*Exercise requirements*
[A] According to the financial statement notes, what percentage of Higher One Real Estate SP, LLC did Real Estate Inc. own as of March 31, 2012?
[B] Duplicate the passage of the financial statement notes starting at "Basis of Presentation" and ending at "on Form 10-Q.".

*Provided text*
Higher One Holdings, Inc.
Notes to Condensed Consolidated Financial Statements
(unaudited)
 
Nature of Business and Organization

Higher One Holdings, Inc. is a leading provider of technology and payment services to the higher education industry. The Company is incorporated in Delaware and provides a comprehensive suite of disbursement and payment solutions specifically designed for higher education institutions and their students. The Company has developed proprietary software-based solutions to provide these services. The Company has a wholly-owned subsidiary, Higher One, Inc., or HOI, which has two wholly owned subsidiaries, Higher One Machines, Inc., or HOMI, and Higher One Real Estate, Inc., or Real Estate Inc.  Higher One Payments, Inc., the acquired entity formerly known as Informed Decisions Corporation, or IDC, was previously a subsidiary and was merged into HOI in December 2011.  As of March 31, 2012, Real Estate Inc. has a 98% ownership interest in Higher One Real Estate SP, LLC, or Real Estate LLC.  HOMI performs certain operational support functions. Real Estate Inc. and Real Estate LLC were each formed to hold and operate certain of our real estate.
 
 
2.  
Significant Accounting Policies

Basis of Presentation and Consolidation

The accompanying unaudited condensed consolidated financial statements and the related interim information contained within the notes to such condensed consolidated financial statements have been prepared in accordance with accounting principles generally accepted in the United States of America, or GAAP, and the applicable rules of the Securities and Exchange Commission, or SEC, for interim information and quarterly reports on Form 10-Q.

The unaudited condensed consolidated financial statements have been prepared on a consistent basis with the audited consolidated financial statements included in our annual report on Form 10-K for the year ended December 31, 2011, and in the opinion of management, include all normal recurring adjustments that are necessary for the fair statement of our interim period results reported herein.  The December 31, 2011 condensed consolidated balance sheet data was derived from audited financial statements but does not include all disclosures required by GAAP.  Due to seasonal fluctuations and other factors, the results of operations for the three months ended March 31, 2012 are not necessarily indicative of the results to be expected for the full year.

[Data lines]

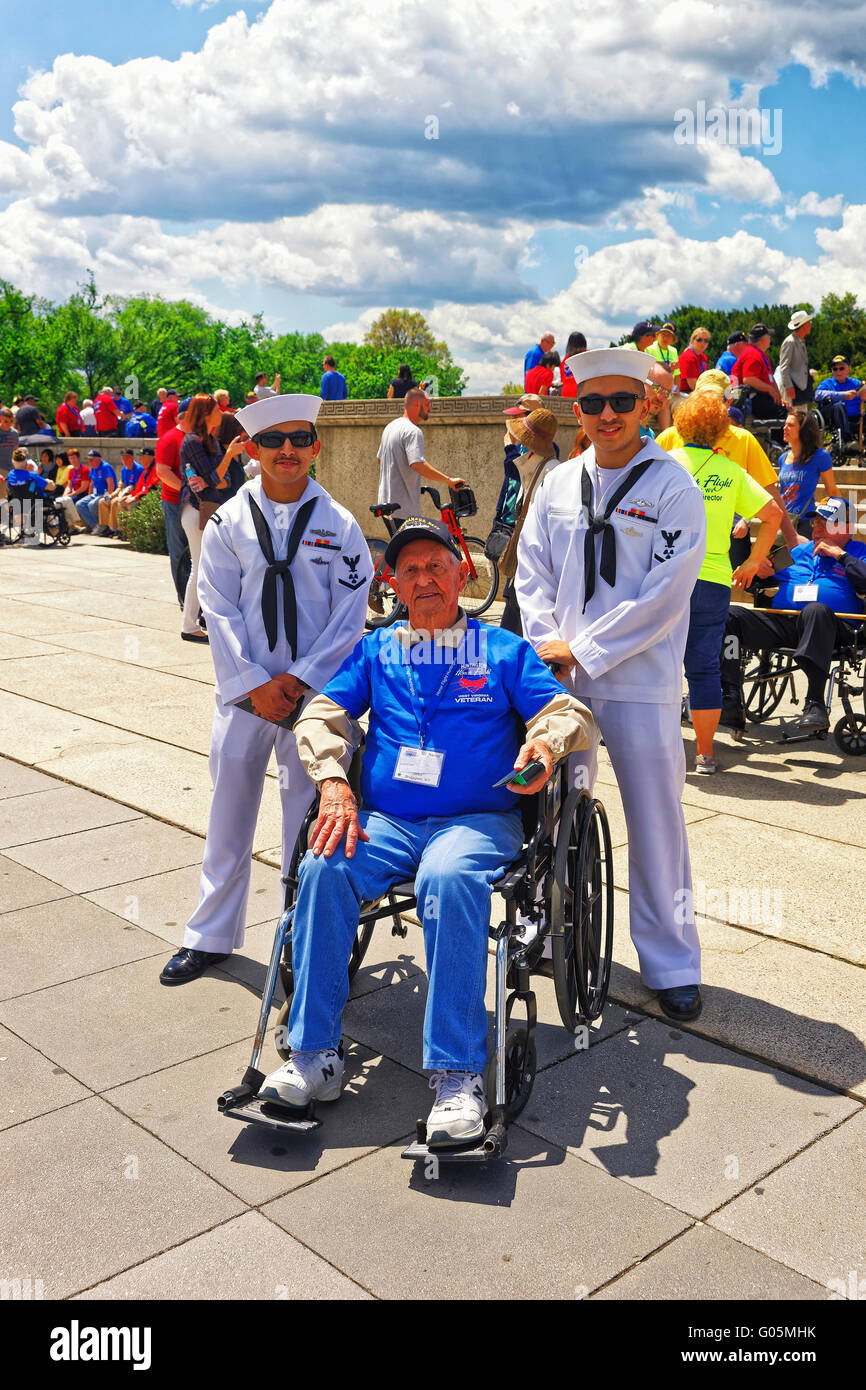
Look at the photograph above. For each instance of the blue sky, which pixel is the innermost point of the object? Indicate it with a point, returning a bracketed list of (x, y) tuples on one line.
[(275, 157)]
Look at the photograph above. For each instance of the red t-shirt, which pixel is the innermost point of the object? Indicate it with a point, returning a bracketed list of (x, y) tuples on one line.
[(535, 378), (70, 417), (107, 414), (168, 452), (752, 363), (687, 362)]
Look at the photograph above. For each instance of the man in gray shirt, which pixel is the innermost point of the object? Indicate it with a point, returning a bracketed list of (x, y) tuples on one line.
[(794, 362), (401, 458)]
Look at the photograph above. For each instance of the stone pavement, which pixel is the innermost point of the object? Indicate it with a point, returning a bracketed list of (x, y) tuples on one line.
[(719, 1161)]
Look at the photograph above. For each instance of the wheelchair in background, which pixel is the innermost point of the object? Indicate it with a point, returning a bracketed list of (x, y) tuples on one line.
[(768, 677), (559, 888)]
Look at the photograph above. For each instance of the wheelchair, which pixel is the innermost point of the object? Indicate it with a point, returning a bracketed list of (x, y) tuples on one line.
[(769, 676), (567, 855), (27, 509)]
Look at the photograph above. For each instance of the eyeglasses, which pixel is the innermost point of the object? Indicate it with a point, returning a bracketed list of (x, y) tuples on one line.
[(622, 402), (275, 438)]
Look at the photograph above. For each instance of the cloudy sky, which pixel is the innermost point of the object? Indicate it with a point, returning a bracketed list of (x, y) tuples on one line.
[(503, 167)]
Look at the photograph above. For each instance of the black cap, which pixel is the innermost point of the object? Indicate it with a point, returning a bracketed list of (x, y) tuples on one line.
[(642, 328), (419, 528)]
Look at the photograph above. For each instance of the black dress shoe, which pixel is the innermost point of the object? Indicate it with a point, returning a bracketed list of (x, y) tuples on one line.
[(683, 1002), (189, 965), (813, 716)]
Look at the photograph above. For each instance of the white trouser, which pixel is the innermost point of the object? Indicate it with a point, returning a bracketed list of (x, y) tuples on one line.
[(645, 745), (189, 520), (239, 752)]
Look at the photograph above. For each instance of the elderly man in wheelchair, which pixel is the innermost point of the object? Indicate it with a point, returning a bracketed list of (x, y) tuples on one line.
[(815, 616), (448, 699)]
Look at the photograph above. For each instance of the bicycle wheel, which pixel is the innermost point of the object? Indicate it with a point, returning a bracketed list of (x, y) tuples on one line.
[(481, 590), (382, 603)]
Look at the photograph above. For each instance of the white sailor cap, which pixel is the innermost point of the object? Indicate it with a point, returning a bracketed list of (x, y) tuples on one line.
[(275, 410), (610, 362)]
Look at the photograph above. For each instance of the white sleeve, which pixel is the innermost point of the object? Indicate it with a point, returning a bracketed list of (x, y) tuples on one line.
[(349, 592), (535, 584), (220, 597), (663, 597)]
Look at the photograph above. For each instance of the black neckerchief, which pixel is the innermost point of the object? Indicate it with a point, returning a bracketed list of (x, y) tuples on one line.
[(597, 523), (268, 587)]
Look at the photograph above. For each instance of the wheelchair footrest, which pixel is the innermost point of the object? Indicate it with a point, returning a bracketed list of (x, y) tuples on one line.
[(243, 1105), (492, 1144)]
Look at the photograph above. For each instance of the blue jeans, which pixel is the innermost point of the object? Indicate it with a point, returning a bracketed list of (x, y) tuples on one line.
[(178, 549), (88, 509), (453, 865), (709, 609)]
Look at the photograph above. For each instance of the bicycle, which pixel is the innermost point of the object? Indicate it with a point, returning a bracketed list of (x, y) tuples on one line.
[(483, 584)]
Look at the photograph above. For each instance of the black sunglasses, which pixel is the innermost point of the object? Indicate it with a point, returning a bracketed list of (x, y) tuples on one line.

*List of solutions*
[A] 98%

[B]
Basis of Presentation and Consolidation

The accompanying unaudited condensed consolidated financial statements and the related interim information contained within the notes to such condensed consolidated financial statements have been prepared in accordance with accounting principles generally accepted in the United States of America, or GAAP, and the applicable rules of the Securities and Exchange Commission, or SEC, for interim information and quarterly reports on Form 10-Q.